[Dataset items]
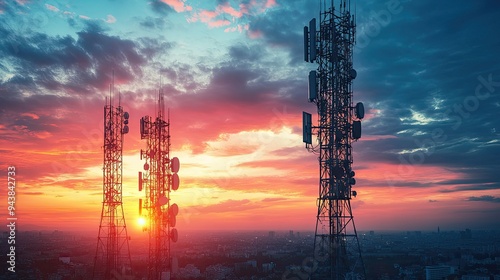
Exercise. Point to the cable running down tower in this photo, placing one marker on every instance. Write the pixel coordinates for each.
(158, 180)
(112, 258)
(336, 246)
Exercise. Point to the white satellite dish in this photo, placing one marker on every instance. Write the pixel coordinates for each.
(162, 201)
(175, 182)
(174, 235)
(360, 110)
(353, 74)
(172, 220)
(175, 165)
(174, 210)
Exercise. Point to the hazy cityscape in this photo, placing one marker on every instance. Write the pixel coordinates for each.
(466, 254)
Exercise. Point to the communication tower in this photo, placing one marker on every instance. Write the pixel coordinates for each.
(158, 179)
(337, 253)
(112, 258)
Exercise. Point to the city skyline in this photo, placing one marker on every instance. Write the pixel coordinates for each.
(235, 84)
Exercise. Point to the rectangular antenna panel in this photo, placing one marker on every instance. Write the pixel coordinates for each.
(312, 40)
(306, 44)
(140, 181)
(313, 86)
(306, 128)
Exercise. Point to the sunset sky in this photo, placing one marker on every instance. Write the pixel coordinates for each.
(236, 85)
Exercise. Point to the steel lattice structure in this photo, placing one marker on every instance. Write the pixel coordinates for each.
(158, 179)
(336, 245)
(112, 258)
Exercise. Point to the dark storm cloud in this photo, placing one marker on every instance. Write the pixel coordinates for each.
(88, 61)
(421, 69)
(282, 27)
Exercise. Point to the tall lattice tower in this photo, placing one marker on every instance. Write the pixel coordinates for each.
(112, 259)
(336, 245)
(158, 179)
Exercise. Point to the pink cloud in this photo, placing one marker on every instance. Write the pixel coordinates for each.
(255, 34)
(270, 3)
(226, 8)
(219, 23)
(178, 5)
(239, 28)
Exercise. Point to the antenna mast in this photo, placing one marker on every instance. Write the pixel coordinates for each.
(158, 179)
(337, 253)
(112, 258)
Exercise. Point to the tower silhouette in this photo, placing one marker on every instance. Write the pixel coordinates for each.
(112, 258)
(158, 180)
(337, 253)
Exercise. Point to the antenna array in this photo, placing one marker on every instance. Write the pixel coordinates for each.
(336, 245)
(158, 180)
(112, 257)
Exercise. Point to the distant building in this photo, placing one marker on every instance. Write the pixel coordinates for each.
(467, 234)
(189, 271)
(268, 267)
(65, 259)
(438, 272)
(475, 277)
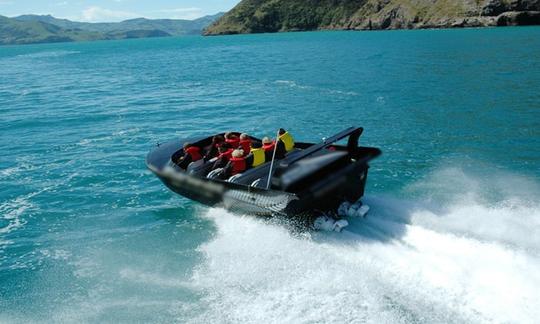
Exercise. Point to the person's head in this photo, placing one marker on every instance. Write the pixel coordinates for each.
(238, 153)
(218, 139)
(230, 135)
(223, 148)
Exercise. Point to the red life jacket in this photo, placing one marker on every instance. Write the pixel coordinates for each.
(238, 165)
(269, 147)
(227, 154)
(194, 152)
(246, 146)
(234, 142)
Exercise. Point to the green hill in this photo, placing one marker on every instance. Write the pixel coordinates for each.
(256, 16)
(17, 32)
(174, 27)
(29, 29)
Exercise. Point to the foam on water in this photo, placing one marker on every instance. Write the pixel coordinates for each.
(472, 262)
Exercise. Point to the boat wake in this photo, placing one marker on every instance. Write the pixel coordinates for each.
(460, 259)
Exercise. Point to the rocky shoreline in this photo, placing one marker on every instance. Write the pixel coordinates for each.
(256, 16)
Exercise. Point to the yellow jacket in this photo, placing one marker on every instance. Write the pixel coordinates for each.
(258, 156)
(288, 140)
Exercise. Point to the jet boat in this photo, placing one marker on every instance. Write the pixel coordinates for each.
(312, 179)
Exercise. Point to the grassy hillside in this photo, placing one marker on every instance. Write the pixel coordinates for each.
(17, 32)
(255, 16)
(30, 29)
(175, 27)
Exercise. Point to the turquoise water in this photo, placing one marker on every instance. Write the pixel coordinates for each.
(87, 234)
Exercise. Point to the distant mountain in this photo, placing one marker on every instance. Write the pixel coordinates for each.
(28, 29)
(174, 27)
(257, 16)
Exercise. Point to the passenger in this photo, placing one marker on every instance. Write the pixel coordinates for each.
(237, 163)
(256, 157)
(213, 151)
(225, 154)
(232, 140)
(191, 154)
(287, 139)
(245, 143)
(268, 146)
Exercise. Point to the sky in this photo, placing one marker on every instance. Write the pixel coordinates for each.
(115, 10)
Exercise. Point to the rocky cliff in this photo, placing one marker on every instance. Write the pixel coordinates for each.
(256, 16)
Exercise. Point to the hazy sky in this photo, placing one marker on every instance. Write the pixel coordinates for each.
(116, 10)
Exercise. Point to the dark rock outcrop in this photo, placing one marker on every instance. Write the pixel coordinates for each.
(257, 16)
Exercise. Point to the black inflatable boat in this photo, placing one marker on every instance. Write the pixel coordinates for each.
(313, 178)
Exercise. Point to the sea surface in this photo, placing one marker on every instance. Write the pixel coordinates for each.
(88, 234)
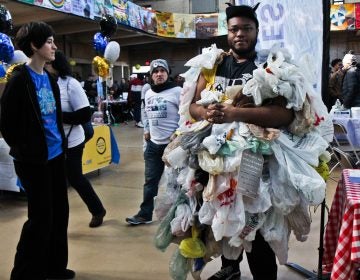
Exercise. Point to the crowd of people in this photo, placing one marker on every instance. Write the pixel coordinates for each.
(344, 81)
(48, 108)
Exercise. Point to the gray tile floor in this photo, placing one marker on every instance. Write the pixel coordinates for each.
(118, 251)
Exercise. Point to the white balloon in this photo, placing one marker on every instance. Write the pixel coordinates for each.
(19, 57)
(112, 51)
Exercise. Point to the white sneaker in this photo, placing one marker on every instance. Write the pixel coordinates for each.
(139, 124)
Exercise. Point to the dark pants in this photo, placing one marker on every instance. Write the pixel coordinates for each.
(136, 98)
(43, 247)
(79, 182)
(261, 260)
(154, 167)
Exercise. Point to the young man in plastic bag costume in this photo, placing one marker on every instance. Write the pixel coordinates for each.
(242, 170)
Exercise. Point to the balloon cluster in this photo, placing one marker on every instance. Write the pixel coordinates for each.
(107, 51)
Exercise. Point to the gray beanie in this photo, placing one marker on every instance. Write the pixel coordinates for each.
(158, 63)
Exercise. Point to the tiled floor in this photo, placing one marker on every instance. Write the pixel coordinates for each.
(116, 250)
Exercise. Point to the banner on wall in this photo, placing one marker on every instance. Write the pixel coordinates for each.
(27, 1)
(102, 8)
(222, 24)
(357, 16)
(83, 8)
(165, 24)
(184, 25)
(58, 5)
(121, 12)
(135, 19)
(206, 26)
(148, 19)
(342, 17)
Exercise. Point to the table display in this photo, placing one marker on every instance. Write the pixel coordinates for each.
(342, 236)
(99, 152)
(352, 126)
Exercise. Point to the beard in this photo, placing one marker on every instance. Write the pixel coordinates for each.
(244, 52)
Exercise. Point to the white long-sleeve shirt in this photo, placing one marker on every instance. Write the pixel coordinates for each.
(161, 114)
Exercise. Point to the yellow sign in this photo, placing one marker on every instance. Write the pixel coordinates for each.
(97, 151)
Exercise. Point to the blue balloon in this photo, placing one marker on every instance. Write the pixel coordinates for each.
(6, 48)
(2, 71)
(100, 42)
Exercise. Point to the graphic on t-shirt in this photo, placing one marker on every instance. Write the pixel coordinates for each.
(156, 108)
(221, 83)
(46, 101)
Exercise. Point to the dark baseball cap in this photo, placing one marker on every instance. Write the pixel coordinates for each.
(242, 11)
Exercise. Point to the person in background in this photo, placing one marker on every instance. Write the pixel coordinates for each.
(90, 88)
(161, 120)
(179, 80)
(351, 81)
(76, 110)
(135, 87)
(335, 81)
(31, 124)
(236, 69)
(145, 88)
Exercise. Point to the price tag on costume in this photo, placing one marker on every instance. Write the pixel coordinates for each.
(250, 172)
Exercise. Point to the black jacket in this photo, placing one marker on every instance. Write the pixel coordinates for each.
(351, 87)
(21, 123)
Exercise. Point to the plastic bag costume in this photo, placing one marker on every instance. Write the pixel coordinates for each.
(259, 178)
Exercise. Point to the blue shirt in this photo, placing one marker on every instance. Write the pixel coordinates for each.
(47, 105)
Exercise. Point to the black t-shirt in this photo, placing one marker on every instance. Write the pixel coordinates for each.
(232, 73)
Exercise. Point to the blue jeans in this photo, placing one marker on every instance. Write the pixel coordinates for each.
(154, 167)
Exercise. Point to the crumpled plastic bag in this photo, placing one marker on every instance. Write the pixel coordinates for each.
(163, 235)
(229, 219)
(207, 213)
(206, 59)
(179, 266)
(230, 252)
(182, 220)
(209, 97)
(262, 202)
(165, 199)
(192, 247)
(299, 221)
(192, 140)
(177, 158)
(301, 175)
(276, 232)
(211, 163)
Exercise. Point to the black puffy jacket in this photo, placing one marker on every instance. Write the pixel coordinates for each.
(21, 123)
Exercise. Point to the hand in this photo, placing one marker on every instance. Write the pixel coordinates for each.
(228, 112)
(147, 136)
(213, 114)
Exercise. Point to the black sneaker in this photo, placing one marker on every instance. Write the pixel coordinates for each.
(67, 274)
(97, 220)
(226, 273)
(137, 220)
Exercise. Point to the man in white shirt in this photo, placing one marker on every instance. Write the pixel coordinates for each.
(160, 122)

▶ [Given instruction]:
Rewrite the entries from the line containing "Exercise. Point to the crumpled" through the end of the entries, changing "puffy" to "padded" and leaving everything else as it stands.

▶ [Full solution]:
Exercise. Point to the crumpled plastic bag in this photo, placing one marker on every instance. Write the pixel coordinates for each.
(163, 235)
(229, 219)
(207, 213)
(206, 59)
(179, 266)
(230, 252)
(182, 220)
(209, 97)
(262, 202)
(165, 199)
(192, 247)
(299, 221)
(192, 140)
(177, 158)
(301, 175)
(276, 232)
(211, 163)
Exercise. Point to the black padded jacket in this photo, placing one marker on every instance. Write the pixel coordinates for each.
(21, 123)
Exercise. Point to the hand in this photo, placing one marker on every instance. Write the pixel coordinates for each.
(228, 112)
(147, 136)
(213, 114)
Exercise. Point to the black sneaker in this photo, placing one marker on every instance. Write the pixel coordinates for each.
(67, 274)
(97, 220)
(226, 273)
(137, 220)
Exercise. Point to the man in white shirt in this photo, placing one marker on every instance. Write the pixel coordinates for each.
(160, 122)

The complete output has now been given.